## Task description
Find every line below that contains the word "pine" and copy each one out in full.

## Records for processing
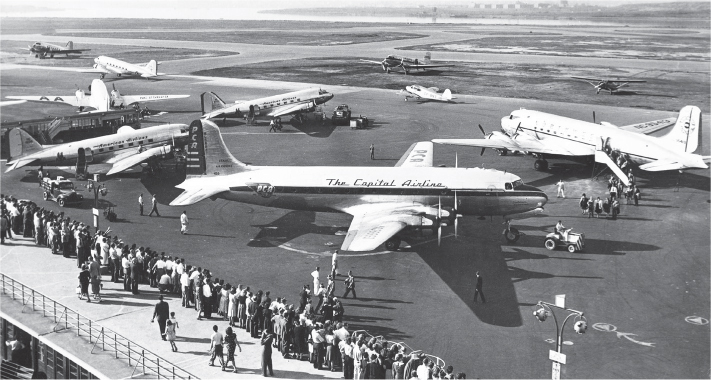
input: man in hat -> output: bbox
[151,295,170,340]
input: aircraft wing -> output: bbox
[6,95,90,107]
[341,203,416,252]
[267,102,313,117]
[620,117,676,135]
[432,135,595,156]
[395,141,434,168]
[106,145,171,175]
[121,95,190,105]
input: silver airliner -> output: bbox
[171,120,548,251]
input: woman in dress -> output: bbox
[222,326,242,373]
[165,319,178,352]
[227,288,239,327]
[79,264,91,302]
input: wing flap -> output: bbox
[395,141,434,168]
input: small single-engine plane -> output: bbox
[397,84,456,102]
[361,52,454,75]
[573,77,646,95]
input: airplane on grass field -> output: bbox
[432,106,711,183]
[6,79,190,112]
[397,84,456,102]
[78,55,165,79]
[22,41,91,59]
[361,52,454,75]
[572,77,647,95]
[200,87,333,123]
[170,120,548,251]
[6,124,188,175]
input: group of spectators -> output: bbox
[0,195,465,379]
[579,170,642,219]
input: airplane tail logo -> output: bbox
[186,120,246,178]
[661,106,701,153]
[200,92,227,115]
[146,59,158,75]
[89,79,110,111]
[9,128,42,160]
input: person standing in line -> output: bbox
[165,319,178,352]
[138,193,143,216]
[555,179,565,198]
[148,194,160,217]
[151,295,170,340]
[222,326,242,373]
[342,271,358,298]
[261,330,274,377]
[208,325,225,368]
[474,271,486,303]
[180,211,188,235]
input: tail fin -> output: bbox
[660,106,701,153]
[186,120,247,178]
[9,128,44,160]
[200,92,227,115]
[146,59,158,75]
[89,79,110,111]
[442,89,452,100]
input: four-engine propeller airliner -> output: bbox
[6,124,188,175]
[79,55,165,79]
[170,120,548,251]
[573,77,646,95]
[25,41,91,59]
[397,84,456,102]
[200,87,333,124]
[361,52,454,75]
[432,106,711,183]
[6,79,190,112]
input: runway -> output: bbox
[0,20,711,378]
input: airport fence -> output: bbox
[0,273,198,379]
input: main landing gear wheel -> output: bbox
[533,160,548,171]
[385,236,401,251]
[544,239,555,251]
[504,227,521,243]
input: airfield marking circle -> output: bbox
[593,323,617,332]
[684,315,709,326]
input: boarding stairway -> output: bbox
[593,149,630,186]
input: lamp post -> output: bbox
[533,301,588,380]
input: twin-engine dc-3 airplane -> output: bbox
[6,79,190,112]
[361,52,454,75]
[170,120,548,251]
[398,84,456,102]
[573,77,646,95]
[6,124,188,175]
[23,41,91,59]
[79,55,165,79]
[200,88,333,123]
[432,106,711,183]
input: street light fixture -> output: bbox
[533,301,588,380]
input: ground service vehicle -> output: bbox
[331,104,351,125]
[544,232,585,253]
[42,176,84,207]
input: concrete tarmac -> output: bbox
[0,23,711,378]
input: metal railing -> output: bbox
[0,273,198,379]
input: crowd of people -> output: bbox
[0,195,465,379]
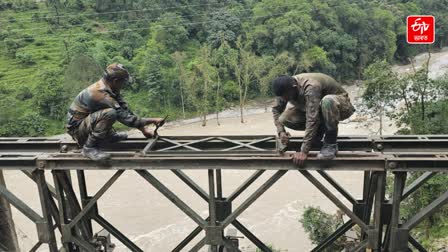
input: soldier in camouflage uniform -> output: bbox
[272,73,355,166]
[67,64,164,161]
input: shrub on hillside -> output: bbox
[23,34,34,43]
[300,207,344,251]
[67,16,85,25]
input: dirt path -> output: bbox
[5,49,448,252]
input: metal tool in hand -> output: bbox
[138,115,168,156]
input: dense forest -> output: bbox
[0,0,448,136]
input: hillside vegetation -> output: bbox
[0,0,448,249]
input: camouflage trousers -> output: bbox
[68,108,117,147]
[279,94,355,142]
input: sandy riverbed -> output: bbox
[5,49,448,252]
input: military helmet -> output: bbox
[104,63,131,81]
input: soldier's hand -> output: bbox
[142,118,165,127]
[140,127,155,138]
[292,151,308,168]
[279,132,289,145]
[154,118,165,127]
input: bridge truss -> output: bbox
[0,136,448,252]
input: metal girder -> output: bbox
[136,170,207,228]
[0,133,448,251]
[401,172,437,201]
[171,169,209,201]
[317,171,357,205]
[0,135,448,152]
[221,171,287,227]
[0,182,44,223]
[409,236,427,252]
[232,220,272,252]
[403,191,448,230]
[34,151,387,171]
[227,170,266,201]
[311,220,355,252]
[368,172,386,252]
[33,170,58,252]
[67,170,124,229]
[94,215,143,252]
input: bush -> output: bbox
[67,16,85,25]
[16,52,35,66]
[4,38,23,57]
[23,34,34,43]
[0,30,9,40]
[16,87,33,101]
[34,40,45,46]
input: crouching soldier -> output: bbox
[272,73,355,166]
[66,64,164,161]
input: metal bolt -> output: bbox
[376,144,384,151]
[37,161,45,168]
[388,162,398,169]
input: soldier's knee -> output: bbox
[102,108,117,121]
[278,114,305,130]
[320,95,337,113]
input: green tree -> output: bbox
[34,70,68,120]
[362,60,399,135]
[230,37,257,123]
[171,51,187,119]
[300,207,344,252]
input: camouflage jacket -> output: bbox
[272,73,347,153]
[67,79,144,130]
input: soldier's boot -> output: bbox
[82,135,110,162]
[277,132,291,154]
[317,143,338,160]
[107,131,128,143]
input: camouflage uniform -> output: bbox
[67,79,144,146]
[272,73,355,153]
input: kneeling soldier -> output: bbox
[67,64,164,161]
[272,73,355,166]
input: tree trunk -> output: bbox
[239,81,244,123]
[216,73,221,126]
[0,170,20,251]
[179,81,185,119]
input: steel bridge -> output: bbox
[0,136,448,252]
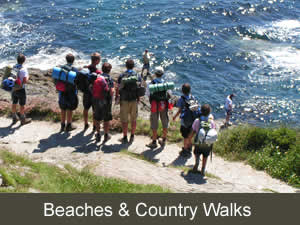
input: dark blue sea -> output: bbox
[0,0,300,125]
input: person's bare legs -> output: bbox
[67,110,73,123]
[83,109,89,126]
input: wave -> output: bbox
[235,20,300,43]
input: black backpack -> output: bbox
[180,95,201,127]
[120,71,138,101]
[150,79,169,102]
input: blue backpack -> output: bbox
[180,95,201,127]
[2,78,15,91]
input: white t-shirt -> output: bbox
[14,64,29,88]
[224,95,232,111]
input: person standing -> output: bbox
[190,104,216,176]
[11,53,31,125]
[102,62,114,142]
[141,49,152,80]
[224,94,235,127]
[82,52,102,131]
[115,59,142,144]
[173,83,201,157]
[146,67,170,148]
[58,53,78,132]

--

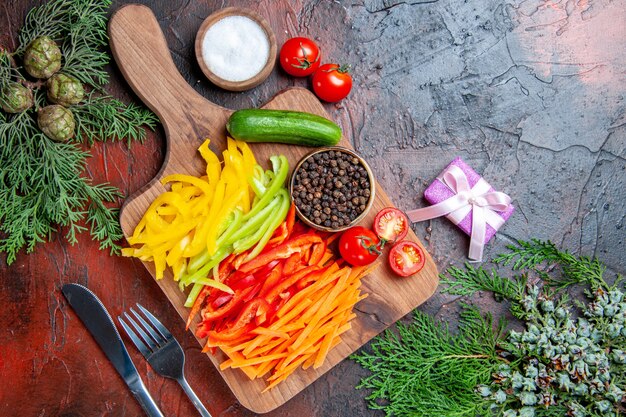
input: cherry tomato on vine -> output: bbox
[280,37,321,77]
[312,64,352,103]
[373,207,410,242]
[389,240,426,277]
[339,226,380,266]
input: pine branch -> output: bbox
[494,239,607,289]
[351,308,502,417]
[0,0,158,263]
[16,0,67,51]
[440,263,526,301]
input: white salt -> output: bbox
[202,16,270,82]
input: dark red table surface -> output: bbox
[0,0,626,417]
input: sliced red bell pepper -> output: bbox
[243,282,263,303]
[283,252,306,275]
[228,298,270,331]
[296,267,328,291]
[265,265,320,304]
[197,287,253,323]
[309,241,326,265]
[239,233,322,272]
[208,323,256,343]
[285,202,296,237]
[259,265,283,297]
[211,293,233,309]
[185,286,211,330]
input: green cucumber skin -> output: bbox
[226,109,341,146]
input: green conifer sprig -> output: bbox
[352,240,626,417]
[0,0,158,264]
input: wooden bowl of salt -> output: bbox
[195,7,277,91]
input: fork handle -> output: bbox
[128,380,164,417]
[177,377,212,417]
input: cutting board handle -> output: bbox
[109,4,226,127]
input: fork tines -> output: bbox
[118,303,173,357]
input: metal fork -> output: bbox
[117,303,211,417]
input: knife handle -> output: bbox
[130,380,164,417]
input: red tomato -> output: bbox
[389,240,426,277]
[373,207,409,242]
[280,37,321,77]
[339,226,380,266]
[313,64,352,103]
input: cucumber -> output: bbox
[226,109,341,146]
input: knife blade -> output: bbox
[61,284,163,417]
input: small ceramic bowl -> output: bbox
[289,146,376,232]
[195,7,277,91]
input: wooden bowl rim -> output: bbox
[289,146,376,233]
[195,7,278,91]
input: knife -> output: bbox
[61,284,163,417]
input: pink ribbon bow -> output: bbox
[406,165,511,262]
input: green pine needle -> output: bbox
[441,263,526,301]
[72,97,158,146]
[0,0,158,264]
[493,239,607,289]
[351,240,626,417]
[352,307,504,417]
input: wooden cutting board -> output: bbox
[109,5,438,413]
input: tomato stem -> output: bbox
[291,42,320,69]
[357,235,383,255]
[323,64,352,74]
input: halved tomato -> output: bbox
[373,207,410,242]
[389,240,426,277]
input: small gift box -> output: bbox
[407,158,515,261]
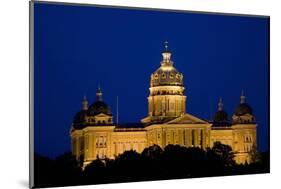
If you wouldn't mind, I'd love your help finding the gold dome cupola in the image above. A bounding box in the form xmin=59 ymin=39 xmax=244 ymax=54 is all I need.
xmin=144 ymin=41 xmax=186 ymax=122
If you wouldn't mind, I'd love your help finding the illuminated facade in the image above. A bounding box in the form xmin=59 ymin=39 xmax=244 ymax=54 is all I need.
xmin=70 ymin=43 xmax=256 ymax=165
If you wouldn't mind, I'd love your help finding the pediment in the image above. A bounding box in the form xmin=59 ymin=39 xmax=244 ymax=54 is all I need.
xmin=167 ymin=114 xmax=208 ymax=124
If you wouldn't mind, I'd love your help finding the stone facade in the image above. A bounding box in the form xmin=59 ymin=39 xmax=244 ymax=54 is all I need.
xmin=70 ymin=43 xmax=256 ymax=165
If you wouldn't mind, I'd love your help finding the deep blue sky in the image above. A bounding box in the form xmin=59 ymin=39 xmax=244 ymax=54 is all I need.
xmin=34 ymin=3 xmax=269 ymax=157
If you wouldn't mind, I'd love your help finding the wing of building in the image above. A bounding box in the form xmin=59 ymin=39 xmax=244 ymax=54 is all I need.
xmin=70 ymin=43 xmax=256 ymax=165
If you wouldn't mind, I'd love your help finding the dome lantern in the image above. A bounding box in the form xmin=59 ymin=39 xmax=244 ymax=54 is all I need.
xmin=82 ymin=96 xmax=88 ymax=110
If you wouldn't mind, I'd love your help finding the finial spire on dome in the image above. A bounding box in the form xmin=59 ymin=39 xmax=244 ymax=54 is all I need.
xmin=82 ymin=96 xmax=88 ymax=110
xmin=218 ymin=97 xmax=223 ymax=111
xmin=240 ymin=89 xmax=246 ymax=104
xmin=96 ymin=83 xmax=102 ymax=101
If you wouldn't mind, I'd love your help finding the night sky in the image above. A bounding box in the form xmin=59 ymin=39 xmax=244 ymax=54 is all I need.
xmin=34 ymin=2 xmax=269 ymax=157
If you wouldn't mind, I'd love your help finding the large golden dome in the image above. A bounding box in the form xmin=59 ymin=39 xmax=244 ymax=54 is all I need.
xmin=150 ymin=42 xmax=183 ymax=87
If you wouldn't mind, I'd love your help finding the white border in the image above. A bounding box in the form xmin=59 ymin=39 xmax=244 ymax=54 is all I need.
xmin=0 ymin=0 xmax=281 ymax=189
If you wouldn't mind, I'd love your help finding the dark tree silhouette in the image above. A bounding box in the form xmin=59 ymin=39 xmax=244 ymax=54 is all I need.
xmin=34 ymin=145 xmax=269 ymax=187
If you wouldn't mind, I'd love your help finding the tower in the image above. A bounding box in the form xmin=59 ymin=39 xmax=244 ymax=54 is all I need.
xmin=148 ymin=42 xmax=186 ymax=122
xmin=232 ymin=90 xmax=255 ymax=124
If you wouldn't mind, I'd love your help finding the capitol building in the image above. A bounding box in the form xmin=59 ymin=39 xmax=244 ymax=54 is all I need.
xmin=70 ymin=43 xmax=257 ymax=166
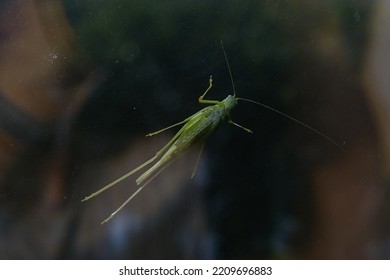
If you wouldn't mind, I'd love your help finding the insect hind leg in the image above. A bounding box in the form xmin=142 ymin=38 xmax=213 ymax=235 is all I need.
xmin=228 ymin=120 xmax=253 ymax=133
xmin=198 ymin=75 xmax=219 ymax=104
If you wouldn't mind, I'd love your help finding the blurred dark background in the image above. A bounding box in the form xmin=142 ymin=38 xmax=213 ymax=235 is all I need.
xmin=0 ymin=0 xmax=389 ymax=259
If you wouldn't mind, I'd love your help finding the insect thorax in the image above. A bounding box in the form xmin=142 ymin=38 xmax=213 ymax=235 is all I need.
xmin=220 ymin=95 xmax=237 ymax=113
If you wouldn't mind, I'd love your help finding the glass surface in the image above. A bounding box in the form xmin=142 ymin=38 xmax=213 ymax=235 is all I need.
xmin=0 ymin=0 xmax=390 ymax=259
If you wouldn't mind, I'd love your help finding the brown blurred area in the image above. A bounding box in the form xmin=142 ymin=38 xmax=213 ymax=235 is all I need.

## Response
input: pine branch -> output: bbox
input: green pine needle -> output: bbox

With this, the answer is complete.